• [GOAL OF THE EXERCISE] In the material below, render the lines from the one with "Target: paving slab" to the one with "(432, 1260)", both included, as a numbered list, leaving out any blank lines.
# Start of GIVEN ENTRIES
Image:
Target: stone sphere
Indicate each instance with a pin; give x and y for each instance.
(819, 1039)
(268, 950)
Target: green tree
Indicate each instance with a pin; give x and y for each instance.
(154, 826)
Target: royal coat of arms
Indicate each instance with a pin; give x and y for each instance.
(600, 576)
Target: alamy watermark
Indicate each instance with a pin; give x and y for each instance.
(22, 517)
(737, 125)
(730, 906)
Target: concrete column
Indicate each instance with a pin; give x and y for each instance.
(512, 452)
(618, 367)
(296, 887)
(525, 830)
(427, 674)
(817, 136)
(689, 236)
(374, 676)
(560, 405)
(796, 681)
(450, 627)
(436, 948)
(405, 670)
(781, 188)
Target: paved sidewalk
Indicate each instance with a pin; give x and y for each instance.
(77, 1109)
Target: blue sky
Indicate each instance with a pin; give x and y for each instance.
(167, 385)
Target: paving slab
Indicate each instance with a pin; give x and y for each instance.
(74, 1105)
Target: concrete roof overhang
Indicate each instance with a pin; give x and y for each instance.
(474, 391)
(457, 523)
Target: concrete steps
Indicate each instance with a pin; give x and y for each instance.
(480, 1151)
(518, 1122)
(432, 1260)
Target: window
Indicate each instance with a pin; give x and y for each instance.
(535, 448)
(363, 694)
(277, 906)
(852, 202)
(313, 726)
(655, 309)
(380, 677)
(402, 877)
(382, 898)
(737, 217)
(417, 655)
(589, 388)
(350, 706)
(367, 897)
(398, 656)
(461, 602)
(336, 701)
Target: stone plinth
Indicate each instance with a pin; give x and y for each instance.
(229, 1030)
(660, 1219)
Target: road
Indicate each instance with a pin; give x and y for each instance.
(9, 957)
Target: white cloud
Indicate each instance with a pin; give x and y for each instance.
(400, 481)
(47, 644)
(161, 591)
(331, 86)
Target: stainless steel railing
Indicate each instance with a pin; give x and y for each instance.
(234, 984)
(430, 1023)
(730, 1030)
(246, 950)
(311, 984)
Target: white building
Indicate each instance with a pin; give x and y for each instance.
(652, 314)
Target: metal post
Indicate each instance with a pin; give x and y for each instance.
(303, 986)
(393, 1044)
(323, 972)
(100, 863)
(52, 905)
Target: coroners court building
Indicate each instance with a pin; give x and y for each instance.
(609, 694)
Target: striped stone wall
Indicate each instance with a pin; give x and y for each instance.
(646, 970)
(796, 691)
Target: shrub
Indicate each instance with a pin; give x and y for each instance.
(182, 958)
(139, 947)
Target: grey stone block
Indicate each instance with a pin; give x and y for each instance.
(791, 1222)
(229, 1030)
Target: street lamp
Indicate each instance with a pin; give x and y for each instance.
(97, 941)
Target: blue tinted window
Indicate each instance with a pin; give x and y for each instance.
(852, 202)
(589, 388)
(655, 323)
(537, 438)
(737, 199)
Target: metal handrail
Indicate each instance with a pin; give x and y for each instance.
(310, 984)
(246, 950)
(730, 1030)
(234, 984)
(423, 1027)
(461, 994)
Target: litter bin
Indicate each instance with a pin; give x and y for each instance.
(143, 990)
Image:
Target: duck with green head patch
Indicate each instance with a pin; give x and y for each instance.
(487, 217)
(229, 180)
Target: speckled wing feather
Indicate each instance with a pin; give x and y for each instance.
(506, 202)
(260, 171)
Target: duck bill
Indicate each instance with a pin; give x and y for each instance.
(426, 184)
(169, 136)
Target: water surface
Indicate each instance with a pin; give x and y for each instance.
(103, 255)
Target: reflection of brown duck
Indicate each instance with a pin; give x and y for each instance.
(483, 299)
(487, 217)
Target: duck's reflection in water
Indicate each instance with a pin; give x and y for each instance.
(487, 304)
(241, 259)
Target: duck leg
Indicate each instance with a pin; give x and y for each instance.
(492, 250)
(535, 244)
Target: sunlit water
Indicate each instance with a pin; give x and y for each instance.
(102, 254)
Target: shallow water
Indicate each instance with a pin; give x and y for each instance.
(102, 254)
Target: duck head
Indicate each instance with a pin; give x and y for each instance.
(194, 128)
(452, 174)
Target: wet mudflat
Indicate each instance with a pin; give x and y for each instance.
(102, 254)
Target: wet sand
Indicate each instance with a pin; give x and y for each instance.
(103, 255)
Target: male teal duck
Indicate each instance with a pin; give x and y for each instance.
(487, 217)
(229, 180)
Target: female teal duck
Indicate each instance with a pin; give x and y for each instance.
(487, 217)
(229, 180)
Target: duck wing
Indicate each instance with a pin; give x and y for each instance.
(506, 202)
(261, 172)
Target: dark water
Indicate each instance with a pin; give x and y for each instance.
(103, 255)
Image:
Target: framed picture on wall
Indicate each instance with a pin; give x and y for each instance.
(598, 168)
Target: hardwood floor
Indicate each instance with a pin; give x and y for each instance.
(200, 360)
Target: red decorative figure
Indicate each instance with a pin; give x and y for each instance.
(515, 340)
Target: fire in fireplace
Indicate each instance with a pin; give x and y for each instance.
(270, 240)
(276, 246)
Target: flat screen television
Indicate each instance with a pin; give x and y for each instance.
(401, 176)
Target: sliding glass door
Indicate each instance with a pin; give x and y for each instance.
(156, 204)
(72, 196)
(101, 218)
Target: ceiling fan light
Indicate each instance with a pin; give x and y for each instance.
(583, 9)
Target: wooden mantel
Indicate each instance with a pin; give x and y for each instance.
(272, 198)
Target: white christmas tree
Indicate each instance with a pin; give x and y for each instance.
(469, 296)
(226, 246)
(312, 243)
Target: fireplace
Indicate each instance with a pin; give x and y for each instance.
# End of GIVEN ENTRIES
• [ANSWER IN FULL]
1. Target: paving slab
2. Indicate each instance with a pin; give x and y for each instance.
3. (74, 1105)
4. Target: concrete roof overhang
5. Indicate each instance with a pin; give x and y for each instance.
6. (474, 391)
7. (457, 523)
8. Target: concrete steps
9. Indicate each instance with a pin; give x and y for each instance.
10. (480, 1151)
11. (518, 1122)
12. (432, 1260)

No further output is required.